Quote, word for word, everything in the material below, from the line containing "Note: mark the blonde" down to the last line, including both ends.

== RECORDS FOR PROCESSING

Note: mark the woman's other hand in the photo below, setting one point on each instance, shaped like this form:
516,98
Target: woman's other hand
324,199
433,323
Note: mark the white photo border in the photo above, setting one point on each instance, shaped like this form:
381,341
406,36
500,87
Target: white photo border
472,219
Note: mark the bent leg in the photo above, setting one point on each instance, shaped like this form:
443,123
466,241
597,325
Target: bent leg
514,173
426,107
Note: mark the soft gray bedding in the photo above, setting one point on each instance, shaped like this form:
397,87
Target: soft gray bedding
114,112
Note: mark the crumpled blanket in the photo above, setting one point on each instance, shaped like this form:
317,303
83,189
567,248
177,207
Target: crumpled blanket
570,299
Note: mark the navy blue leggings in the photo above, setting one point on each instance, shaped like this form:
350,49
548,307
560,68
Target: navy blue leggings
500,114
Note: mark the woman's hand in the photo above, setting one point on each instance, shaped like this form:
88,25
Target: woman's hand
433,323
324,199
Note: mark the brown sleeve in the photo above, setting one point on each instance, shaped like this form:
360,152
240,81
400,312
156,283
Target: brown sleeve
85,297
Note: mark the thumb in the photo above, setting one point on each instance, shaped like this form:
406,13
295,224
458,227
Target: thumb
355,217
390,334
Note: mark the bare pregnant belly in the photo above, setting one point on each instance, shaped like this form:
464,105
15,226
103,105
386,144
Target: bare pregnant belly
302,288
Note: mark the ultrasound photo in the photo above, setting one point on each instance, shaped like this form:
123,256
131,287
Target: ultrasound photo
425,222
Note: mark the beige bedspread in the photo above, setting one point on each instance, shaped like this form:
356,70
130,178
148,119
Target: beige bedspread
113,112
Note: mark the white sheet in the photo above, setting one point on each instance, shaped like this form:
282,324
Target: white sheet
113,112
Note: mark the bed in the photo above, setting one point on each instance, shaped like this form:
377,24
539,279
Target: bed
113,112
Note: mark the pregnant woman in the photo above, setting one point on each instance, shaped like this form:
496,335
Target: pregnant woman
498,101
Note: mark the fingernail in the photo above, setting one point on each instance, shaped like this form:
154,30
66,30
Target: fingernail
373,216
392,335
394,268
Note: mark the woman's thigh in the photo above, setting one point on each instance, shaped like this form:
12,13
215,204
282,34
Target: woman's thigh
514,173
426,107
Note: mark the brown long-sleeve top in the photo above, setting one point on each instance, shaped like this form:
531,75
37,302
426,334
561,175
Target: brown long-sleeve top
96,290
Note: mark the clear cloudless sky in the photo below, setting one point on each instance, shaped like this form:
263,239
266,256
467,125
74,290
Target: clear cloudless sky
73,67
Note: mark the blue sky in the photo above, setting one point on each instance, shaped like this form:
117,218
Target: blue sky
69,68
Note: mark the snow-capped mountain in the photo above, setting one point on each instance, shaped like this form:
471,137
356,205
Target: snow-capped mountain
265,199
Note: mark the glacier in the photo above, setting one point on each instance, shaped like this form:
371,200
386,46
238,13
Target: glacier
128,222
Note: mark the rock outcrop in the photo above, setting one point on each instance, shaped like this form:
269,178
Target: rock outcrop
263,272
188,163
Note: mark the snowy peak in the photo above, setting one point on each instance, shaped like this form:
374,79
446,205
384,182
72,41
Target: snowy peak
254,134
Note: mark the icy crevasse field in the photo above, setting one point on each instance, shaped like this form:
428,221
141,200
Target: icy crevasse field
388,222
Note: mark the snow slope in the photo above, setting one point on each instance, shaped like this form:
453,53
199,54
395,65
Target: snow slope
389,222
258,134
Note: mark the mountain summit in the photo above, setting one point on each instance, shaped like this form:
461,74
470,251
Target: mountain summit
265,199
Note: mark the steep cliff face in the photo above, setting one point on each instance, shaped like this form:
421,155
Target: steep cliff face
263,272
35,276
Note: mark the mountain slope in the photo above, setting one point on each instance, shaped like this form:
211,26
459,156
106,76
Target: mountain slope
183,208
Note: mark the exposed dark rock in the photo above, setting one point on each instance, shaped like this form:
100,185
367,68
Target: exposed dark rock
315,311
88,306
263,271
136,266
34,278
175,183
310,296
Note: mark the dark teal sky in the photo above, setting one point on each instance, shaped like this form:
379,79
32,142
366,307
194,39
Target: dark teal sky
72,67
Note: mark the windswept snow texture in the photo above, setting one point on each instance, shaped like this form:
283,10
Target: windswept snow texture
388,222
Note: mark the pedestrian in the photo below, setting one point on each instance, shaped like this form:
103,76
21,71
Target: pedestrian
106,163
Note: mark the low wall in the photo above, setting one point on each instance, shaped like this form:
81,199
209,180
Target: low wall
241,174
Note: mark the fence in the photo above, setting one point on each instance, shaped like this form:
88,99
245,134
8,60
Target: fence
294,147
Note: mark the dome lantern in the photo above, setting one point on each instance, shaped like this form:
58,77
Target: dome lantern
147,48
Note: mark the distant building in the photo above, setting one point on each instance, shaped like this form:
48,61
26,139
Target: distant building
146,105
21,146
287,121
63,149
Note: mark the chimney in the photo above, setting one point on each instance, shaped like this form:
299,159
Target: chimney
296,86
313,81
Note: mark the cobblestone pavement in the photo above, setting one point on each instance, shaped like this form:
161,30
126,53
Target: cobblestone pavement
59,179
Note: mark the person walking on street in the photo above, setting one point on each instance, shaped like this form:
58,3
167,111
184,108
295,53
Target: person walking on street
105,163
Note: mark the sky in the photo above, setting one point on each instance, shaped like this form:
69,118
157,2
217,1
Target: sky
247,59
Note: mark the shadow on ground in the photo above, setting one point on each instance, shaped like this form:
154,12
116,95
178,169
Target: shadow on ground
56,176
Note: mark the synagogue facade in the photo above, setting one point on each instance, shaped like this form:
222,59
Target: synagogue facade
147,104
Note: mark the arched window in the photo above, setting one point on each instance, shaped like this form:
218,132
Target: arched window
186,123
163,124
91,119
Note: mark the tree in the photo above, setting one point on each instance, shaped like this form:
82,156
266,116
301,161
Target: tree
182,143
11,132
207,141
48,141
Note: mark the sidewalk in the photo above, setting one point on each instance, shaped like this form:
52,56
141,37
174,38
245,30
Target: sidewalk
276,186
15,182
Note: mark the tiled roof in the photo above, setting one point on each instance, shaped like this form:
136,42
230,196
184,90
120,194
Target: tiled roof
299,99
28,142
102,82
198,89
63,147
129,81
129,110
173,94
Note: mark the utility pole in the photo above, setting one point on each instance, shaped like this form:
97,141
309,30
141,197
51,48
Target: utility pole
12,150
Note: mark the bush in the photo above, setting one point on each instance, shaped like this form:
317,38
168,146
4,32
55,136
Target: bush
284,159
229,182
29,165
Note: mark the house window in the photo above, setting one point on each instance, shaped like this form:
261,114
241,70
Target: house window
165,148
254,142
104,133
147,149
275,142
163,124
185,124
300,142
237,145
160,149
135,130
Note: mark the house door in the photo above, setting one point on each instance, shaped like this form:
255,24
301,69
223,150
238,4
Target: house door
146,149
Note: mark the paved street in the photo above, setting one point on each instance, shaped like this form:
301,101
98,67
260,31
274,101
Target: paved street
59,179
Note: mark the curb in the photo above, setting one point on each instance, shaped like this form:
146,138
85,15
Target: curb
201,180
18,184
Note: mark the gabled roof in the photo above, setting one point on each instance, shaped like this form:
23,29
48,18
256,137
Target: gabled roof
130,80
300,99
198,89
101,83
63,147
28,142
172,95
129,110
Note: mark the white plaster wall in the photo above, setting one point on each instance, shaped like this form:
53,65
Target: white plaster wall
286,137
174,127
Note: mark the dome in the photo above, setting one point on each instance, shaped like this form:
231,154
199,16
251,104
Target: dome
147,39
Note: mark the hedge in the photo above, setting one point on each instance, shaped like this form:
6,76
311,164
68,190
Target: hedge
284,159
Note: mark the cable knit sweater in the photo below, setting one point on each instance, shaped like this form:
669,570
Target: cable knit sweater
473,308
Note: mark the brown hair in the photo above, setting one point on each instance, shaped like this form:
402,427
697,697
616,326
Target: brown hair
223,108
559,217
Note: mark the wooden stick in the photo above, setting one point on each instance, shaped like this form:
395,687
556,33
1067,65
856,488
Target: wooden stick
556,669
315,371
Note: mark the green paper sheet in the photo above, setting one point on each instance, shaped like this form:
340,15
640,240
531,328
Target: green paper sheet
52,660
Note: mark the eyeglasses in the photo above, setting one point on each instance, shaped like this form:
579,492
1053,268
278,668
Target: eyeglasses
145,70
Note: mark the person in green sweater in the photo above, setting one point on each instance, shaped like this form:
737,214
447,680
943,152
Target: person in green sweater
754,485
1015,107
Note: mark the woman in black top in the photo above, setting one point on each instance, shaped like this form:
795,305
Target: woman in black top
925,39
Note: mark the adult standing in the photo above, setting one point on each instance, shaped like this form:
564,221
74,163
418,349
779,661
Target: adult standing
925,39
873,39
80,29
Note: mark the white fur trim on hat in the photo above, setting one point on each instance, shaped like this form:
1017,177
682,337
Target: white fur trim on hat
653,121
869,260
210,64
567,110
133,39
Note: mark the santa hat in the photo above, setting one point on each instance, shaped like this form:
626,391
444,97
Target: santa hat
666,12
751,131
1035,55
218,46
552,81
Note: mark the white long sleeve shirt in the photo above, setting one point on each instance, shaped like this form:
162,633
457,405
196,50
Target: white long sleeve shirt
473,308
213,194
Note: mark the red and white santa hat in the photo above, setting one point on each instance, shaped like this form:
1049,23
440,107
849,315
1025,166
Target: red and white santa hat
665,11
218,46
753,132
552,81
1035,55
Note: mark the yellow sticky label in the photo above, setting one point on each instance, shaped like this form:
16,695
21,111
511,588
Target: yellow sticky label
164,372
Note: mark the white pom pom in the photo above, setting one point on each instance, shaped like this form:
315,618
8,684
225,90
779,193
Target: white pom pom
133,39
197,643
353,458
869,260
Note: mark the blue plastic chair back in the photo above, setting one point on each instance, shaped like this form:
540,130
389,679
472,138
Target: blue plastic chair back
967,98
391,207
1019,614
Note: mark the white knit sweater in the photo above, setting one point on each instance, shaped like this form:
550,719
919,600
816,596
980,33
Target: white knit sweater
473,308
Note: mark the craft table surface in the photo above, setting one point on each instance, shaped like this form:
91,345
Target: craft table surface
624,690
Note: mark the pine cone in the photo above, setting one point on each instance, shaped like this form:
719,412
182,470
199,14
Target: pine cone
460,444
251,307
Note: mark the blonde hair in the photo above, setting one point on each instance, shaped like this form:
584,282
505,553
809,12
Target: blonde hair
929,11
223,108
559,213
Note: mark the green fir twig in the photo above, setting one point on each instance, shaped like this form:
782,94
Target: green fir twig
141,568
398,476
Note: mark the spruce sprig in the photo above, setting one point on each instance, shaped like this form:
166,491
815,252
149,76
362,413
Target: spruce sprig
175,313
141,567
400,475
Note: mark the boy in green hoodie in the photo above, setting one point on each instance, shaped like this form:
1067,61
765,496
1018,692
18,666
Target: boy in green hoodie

====

### COMPLETE OUTPUT
Note: mark the blonde hair in the photo above, setting one point on each instance, shaped like this form:
584,282
505,553
809,12
Target: blonde hair
929,11
223,108
559,213
Note: mark the green fir twig in the photo above, setting one point on each instance, shaped like this form:
782,94
Target: green fir twig
141,568
398,476
Note: mark the spruce sprig in the photo above, setting one point on each instance, shaped like this form:
166,491
815,252
149,76
362,413
Target: spruce sprig
175,313
141,567
400,475
Note: mark the boy in green hoodie in the photo above, setting one point on each instance, shaped like this form:
1067,61
765,496
1018,692
18,666
Target: boy in green hoodie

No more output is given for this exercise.